▶ _Records to use_:
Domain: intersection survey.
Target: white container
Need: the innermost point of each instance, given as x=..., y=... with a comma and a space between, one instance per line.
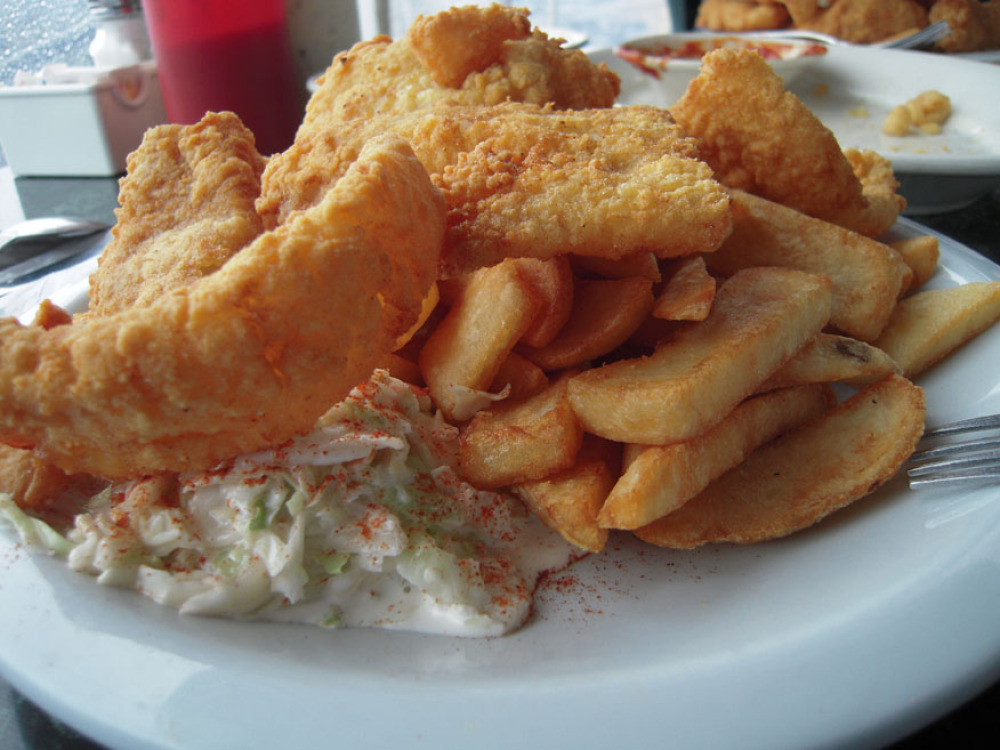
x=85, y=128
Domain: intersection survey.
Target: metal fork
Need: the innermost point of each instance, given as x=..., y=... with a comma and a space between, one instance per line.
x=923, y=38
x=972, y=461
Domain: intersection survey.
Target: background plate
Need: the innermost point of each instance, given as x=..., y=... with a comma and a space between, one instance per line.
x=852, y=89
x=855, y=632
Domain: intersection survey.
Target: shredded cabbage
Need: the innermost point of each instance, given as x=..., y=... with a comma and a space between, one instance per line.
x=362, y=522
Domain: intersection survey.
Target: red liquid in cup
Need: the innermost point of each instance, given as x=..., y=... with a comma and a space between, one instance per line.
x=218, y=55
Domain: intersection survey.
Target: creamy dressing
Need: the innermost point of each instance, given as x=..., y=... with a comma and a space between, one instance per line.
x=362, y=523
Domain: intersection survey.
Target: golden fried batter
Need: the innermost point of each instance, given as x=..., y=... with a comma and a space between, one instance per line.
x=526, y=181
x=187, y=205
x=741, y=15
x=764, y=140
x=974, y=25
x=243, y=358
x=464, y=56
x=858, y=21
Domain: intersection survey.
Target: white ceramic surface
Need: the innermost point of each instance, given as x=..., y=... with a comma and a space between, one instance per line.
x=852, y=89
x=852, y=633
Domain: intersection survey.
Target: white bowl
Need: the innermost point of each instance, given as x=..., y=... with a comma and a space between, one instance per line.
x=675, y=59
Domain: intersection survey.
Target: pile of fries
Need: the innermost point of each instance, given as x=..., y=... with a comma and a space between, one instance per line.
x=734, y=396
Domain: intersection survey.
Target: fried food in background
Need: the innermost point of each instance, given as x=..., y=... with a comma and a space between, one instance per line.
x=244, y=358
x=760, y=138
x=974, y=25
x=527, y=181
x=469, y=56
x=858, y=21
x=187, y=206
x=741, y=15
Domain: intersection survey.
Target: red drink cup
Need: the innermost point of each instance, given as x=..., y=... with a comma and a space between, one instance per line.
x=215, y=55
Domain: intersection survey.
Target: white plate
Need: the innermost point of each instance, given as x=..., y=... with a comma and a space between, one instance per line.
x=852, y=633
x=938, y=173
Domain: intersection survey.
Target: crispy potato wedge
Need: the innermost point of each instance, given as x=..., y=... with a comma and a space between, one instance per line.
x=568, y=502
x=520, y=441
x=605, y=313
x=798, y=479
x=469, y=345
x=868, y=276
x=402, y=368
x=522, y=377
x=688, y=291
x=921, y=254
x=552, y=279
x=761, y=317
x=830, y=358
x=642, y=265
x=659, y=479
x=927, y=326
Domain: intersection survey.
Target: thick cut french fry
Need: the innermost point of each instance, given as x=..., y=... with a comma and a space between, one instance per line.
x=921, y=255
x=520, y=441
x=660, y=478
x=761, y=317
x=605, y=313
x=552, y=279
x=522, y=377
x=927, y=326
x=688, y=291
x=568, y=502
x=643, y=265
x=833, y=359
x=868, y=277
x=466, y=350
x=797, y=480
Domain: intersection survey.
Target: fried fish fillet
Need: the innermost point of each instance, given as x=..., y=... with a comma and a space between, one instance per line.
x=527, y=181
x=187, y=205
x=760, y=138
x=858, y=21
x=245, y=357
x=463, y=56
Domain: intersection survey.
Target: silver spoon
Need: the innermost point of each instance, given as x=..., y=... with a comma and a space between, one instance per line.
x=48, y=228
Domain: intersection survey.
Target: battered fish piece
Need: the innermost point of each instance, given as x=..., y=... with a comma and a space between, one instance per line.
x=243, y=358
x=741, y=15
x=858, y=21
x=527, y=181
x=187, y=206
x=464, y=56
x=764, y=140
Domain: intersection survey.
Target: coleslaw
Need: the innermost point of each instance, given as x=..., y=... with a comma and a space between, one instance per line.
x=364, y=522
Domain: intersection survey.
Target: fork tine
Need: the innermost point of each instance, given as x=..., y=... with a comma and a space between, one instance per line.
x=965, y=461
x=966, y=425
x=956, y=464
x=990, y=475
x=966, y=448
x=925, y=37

--

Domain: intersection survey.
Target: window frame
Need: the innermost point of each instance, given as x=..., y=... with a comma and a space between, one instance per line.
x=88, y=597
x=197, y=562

---

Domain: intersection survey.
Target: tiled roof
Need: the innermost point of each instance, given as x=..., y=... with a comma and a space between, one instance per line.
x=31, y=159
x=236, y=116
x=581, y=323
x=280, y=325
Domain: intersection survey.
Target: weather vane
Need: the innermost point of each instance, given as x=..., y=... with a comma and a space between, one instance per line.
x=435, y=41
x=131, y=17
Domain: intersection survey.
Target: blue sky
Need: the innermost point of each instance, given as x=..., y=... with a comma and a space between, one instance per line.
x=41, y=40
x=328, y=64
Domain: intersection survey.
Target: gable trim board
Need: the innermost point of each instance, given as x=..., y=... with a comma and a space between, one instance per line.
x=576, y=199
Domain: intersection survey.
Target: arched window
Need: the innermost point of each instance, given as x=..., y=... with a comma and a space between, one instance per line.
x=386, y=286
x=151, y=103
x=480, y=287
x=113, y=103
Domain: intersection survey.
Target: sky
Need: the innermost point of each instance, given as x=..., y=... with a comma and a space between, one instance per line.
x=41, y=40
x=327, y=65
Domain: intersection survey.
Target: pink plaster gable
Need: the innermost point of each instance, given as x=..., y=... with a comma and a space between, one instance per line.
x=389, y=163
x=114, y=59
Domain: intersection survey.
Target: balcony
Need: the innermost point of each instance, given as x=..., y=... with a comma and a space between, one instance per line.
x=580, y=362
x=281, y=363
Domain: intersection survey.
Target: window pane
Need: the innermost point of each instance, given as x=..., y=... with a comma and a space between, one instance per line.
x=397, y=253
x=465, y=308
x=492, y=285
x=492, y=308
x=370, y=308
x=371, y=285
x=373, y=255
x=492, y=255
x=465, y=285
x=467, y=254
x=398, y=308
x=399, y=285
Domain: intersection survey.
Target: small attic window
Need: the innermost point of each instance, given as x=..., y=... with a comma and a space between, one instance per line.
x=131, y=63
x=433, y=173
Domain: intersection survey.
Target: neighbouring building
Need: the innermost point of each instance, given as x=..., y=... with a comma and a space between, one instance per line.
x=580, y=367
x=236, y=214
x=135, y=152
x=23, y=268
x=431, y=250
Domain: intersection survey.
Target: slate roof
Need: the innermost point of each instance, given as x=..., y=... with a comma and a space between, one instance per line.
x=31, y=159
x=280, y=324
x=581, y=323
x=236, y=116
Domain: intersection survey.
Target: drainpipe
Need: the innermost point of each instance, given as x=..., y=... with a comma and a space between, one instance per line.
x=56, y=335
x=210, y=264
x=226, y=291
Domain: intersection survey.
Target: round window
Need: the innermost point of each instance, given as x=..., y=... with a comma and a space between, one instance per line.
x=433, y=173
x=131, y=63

▶ _Request_: Show every line of the material above that contains the word "gable", copying each line in full.

▶ _Response to this exercise_:
Target: gable trim board
Target: pink plaster gable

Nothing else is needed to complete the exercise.